§ **WRITTEN PROBLEM 1**
According to the comparison of Amazon CloudSearch and Apache Solr, what technology is Amazon CloudSearch based on?

§ **SUPPLIED PASSAGE**
◆ ◆ ◆ ◆ ◆

Amazon CloudSearch & Apache Solr 3.6

With the advent of the “Information Age”, massive amounts of data & information is being added into our lives every second. Gone are the days of MB & GB. Today everything is in the order of TB and PB. Raw data is worthless unless meaningful information can be extracted out of it & made searchable so that end users derive value.

Search plays the most integral role in today’s websites and online applications. Search has the power to make or break a business. Hence, sufficient time has to be spent to make search a meaningful experience to the users.

We will look at David & Goliath of search technologies – Amazon CloudSearch & Apache Solr.

Amazon CloudSearch is a “fully-managed search service in the cloud that allows customers to easily integrate fast and highly scalable search functionality into their applications. It seamlessly scales as the amount of searchable data increases or as the query rate changes, and developers can change search parameters, fine tune search relevance, and apply new settings at any time without having to upload the data again. It supports a rich set of features including free text search, faceted search, customizable relevance ranking, configurable search fields, text processing options, and near real-time indexing.

Apache Solr is a “popular, blazing fast open source enterprise search platform from the Apache Lucene project. Its major features include powerful full-text search, hit highlighting, faceted search, dynamic clustering, database integration, rich document (e.g., Word, PDF) handling, and geospatial search. Solr is highly scalable, providing distributed search and index replication.”

First, let’s compare these two search technologies with respect to their feature set –

Breed

Apache Solr is completely open source. It is written entirely in Java and uses Lucene under the hood. However, Amazon CloudSearch is a proprietary creation and is based on Amazon’s A9 technology.

Setup Effort

Considerable time & effort is needed to configure Apache Solr and get it up & running. It includes tasks such as Solr download, knowledge of Java, configuration of environment variables, deploying it in a server, understanding the commands needed to start / stop / index the Solr server, applying patches and upgrading to newer versions.

◆ ◆ ◆ ◆ ◆

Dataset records
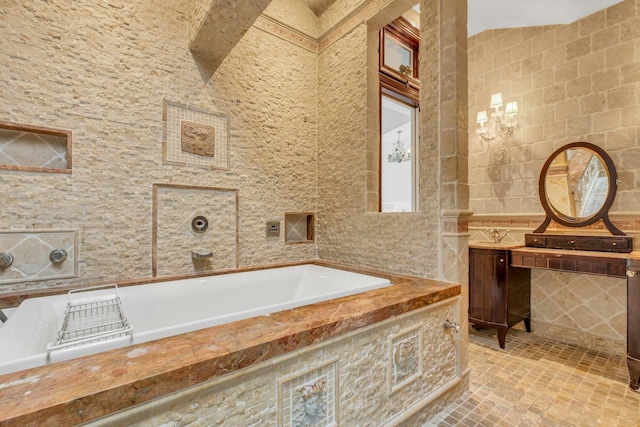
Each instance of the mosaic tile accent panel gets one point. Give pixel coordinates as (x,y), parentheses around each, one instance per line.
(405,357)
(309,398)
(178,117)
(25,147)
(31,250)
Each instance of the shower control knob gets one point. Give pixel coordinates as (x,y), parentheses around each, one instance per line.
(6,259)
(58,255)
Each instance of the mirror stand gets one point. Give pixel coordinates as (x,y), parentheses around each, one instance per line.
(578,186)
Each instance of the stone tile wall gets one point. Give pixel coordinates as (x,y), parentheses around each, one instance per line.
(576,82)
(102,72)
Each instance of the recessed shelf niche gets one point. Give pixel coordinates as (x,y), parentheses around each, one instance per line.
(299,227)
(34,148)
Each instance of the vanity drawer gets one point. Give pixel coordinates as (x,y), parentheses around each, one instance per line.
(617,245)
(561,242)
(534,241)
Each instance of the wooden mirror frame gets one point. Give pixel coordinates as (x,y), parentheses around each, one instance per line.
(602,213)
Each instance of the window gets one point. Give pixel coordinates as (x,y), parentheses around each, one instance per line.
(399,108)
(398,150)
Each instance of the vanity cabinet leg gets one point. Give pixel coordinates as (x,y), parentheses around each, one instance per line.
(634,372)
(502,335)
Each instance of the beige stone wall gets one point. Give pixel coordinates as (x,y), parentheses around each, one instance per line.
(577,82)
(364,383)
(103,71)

◆ ◆ ◆ ◆ ◆

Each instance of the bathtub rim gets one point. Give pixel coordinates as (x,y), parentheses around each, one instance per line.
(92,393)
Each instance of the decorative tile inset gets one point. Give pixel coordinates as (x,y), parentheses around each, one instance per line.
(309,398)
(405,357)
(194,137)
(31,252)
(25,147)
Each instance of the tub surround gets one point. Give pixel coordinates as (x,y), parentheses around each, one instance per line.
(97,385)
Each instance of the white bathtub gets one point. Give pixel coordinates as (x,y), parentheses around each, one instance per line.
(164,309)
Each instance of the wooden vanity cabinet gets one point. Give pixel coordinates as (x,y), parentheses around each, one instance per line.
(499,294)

◆ ◆ ◆ ◆ ◆

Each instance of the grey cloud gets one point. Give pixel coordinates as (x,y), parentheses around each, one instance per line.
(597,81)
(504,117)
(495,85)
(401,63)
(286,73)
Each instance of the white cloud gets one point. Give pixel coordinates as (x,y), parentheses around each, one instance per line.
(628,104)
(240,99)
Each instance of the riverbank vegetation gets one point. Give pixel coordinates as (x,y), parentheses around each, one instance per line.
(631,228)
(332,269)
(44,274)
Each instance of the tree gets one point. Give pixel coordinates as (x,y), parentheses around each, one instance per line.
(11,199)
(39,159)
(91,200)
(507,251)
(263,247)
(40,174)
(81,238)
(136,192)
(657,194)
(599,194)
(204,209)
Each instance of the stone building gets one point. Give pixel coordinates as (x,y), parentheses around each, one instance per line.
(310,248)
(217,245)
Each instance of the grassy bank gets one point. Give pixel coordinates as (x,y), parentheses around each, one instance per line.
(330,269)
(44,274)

◆ ◆ ◆ ◆ ◆

§ **WRITTEN PROBLEM 2**
Count the lines in the entries that contain the string "mirror", matching case exactly, and give only the number.

§ **EXERCISE OUTPUT 1**
Amazon's A9 technology.

§ **EXERCISE OUTPUT 2**
2